──────── RAW RECORDS ────────

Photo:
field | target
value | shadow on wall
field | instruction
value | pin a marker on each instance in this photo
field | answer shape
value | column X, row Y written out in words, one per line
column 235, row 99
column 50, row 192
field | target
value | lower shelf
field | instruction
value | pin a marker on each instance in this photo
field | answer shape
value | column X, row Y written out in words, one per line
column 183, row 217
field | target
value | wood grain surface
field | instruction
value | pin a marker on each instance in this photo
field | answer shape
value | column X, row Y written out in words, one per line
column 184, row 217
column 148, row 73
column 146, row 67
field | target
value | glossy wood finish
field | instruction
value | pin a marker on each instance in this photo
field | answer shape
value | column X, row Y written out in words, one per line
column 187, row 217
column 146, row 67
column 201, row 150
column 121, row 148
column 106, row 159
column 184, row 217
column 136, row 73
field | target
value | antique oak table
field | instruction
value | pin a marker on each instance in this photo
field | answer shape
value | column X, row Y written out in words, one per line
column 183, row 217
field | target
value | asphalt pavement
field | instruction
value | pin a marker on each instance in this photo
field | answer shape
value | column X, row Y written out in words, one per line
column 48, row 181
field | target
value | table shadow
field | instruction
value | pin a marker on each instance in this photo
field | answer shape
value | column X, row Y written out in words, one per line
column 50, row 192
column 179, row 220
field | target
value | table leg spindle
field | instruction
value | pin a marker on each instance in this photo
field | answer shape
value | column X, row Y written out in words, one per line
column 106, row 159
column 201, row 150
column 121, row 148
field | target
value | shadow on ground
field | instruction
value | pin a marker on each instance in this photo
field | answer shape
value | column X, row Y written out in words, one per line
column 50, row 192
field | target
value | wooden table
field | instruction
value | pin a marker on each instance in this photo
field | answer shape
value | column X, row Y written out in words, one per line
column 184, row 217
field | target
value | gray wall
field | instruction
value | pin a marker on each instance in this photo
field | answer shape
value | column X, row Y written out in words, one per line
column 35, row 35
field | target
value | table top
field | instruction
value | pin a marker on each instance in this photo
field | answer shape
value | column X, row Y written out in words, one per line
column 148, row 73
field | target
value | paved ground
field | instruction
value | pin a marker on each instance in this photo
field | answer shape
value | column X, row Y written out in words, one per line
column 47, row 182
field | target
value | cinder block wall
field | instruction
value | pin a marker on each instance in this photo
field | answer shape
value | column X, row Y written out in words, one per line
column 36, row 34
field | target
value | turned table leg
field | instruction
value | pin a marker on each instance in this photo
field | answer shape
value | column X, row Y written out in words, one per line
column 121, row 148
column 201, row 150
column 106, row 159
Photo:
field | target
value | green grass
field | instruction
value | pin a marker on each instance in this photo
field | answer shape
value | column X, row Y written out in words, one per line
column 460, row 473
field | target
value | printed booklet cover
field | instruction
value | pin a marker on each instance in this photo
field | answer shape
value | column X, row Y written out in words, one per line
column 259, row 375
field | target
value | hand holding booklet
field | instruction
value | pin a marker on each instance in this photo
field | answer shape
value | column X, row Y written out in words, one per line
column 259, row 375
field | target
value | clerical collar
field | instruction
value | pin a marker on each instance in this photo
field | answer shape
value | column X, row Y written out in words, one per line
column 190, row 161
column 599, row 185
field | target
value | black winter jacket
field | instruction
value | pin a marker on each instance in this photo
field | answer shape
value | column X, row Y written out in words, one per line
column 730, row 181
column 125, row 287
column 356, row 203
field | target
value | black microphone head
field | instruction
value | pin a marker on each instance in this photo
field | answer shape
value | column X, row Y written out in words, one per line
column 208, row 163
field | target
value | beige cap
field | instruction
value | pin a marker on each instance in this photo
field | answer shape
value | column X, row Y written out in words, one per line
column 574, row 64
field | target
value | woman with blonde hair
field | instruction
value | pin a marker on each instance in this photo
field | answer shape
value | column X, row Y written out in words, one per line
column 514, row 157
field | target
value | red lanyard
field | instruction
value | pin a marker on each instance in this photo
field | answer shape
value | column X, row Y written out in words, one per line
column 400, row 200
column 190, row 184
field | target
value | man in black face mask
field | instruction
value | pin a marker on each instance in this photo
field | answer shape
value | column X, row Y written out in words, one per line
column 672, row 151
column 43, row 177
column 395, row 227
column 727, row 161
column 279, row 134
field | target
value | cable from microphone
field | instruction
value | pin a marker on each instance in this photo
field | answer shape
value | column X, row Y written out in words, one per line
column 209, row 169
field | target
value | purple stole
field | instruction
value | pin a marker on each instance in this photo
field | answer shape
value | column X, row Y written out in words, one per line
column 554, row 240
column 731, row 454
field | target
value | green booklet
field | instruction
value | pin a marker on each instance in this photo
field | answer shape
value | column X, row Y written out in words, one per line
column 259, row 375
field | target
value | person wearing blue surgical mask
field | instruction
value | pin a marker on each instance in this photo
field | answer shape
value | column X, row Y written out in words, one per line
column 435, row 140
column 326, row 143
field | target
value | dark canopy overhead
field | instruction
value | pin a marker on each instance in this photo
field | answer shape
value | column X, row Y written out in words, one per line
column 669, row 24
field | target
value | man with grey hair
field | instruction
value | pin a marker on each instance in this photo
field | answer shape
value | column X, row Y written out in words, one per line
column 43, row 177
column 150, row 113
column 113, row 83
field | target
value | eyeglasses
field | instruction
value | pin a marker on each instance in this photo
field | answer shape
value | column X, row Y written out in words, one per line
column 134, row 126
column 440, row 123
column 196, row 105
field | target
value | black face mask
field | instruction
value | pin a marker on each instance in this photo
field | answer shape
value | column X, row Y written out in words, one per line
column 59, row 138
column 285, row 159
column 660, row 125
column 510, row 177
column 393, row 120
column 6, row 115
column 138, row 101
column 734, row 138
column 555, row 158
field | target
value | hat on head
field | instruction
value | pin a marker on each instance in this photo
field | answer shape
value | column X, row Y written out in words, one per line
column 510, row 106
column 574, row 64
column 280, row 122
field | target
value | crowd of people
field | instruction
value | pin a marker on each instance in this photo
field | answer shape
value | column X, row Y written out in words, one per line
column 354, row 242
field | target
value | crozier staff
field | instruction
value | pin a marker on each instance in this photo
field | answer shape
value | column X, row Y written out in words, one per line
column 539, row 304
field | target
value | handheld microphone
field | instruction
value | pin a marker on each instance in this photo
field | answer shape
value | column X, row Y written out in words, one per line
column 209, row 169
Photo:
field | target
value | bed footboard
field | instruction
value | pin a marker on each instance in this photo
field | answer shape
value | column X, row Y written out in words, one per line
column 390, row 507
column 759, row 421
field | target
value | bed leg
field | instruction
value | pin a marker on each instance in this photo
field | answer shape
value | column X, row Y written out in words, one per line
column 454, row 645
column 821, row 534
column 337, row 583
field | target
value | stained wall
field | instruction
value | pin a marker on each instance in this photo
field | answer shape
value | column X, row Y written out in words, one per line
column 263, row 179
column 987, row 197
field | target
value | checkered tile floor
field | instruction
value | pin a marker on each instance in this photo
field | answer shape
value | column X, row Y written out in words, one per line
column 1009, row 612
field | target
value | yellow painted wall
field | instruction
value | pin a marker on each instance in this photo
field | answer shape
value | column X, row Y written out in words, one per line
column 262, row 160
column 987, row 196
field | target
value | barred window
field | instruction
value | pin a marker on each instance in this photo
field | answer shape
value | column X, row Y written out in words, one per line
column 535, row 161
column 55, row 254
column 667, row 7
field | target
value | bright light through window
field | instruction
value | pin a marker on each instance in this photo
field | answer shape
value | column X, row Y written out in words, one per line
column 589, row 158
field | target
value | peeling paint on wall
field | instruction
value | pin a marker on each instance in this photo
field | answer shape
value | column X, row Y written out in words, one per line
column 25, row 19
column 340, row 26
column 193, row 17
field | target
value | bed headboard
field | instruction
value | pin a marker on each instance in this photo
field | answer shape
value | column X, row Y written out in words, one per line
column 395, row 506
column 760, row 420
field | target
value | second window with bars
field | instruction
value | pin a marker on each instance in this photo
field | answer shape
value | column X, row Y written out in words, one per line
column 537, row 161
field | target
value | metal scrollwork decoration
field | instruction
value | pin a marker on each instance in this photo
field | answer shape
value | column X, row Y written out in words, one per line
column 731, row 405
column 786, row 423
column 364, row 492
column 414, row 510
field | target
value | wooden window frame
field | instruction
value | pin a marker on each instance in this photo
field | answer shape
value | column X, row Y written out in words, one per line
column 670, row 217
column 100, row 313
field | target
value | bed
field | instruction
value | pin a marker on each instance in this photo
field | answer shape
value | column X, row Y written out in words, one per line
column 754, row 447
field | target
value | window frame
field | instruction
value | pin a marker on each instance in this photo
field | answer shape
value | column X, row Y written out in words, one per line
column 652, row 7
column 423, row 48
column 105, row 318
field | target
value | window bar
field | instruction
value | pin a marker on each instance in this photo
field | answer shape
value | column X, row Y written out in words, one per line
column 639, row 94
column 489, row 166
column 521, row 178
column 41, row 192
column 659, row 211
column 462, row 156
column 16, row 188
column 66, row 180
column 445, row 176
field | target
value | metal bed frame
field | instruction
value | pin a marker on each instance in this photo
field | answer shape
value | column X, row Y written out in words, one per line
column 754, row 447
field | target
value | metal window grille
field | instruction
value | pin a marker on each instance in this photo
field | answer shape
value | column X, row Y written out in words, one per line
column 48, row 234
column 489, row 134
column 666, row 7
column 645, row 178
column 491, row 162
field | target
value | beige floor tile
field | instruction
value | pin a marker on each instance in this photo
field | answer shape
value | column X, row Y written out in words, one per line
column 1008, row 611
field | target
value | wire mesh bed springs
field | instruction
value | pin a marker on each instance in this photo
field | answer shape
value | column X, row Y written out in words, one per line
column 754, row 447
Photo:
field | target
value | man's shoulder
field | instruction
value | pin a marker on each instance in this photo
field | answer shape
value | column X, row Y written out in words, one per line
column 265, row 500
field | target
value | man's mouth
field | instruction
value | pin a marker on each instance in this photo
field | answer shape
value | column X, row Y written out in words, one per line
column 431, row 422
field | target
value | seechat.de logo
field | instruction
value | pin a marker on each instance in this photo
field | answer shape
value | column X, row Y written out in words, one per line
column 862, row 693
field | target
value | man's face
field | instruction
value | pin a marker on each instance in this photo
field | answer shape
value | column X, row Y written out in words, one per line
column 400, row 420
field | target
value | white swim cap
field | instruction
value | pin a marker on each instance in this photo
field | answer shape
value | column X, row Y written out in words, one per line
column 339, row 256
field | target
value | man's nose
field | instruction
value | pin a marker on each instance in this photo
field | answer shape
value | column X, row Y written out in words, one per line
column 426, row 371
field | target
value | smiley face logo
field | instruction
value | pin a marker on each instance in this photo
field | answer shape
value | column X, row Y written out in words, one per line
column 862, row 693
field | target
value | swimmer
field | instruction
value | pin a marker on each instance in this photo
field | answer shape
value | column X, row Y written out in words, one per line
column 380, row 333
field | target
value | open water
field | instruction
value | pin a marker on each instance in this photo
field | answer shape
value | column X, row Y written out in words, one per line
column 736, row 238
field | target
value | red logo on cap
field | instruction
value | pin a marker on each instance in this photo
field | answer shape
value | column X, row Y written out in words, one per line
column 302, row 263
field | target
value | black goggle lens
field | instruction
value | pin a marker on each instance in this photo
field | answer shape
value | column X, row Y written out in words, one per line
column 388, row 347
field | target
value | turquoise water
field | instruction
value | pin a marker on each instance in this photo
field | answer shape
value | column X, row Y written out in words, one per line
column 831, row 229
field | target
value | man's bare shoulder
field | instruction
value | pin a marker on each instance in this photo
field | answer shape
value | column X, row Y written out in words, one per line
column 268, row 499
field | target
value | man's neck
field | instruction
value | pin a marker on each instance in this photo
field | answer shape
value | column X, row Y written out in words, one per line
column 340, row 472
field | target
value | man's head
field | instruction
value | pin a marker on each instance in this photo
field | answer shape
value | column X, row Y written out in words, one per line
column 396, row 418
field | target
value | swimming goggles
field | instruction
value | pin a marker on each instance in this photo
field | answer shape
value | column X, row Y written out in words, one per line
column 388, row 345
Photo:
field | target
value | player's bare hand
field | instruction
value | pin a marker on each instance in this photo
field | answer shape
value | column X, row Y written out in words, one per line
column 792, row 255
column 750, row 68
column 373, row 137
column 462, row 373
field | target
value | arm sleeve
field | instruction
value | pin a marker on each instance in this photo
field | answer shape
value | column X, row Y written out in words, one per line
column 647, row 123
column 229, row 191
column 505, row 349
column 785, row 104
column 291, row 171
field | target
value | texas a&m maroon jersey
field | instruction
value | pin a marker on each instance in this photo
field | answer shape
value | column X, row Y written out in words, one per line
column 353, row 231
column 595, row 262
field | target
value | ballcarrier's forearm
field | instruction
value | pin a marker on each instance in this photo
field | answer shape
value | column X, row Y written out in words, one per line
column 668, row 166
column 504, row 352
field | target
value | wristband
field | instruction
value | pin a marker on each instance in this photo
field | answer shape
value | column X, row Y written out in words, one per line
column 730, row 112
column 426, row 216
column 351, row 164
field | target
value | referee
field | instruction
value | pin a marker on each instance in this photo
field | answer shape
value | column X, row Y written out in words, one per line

────────

Tally the lines in the material above that contain the string "shoulder", and give only the number.

• [EXERCISE ANSWER]: 2